§ Provided passage
Scientific classification
- Kingdom: Animalia
- Phylum: Arthropoda
- Class: Insecta
- Order: Coleoptera
- Suborder: Polyphaga
- Infraorder: Scarabaeiformia
- Family: Scarabaeidae
- Genus: Serica
- Species: S. brunnea
- Binomial name: Serica brunnea (Linnaeus, 1758)
- Synonyms: Scarabaeus brunneus Linnaeus, 1758 ; Serica brunnea berardii Luigioni, 1929 ; Serica brunnea heymesi Hubenthal, 1915 ; Melolontha erythrocephala Petagna, 1786 ; Scarabaeus fulvescens Geoffroy, 1785 ; Scarabaeus fulvus Degeer, 1774 ;

= Serica brunnea =

- Genus: Serica
- Species: brunnea
- Authority: (Linnaeus, 1758)
- Conservation status: LC

Species of beetle

Serica brunnea, the brown chafer, is a species of beetle of the family Scarabaeidae. It is found in Albania, Austria, Belarus, Belgium, Bosnia Herzegovina, Bulgaria, China (Xinjiang), Croatia, the Czech Republic, Denmark, Finland, France, Germany, Great Britain, Hungary, Ireland, Italy, Kazakhstan, Latvia, Lichtenstein, Lithuania, Luxembourg, North Macedonia, Moldova, Mongolia, the Netherlands, Norway, Poland, Romania, Russia, Serbia, Slovakia, Slovenia, Spain, Sweden, Switzerland and Ukraine.

==Description==
Adults reach a length of about 7–10 mm. They are yellowish-brown. The upper surface of the pronotum is finely punctate, with small lateral cilia. The elytra have densely and irregularly punctured striae, with narrow, raised, less punctured intervals.
They are attracted to artificial lights.

§ Extracted entries

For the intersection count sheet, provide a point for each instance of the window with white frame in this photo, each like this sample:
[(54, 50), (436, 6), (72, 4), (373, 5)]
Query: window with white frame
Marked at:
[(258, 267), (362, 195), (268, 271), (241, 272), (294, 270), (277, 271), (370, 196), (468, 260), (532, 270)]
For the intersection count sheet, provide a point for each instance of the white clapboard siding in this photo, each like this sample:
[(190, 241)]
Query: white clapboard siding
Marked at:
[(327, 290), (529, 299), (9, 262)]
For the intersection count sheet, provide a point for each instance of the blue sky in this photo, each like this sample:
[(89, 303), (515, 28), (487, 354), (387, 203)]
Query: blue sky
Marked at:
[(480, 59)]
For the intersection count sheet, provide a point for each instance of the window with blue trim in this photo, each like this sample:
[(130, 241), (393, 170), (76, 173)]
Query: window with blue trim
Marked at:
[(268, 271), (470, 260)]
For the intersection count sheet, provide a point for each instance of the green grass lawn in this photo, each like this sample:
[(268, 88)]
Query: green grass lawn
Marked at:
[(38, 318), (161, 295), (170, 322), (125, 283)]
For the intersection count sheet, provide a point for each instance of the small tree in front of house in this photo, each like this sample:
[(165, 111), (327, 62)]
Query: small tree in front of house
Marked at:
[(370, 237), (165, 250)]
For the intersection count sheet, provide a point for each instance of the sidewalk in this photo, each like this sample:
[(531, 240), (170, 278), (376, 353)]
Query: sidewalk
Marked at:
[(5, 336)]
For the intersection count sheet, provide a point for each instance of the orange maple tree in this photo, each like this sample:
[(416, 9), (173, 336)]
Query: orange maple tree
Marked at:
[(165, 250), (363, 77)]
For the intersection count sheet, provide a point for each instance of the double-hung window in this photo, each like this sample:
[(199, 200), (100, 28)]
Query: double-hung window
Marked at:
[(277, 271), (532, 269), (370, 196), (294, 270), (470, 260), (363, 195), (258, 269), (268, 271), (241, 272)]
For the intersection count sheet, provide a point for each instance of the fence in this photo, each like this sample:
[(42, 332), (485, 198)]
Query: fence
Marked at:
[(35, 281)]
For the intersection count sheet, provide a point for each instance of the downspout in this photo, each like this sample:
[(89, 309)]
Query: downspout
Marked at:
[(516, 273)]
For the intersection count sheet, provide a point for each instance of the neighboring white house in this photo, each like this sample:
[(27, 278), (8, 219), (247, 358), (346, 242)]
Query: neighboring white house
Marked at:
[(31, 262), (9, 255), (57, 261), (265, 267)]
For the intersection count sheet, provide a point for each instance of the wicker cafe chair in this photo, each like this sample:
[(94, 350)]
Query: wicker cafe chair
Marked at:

§ Exercise objective
Please translate this sentence from the brown chafer text into Spanish: "Adults reach a length of about 7–10 mm." Nothing in the listing is needed here.

§ Output
Los adultos alcanzan una longitud de unos 7–10 mm.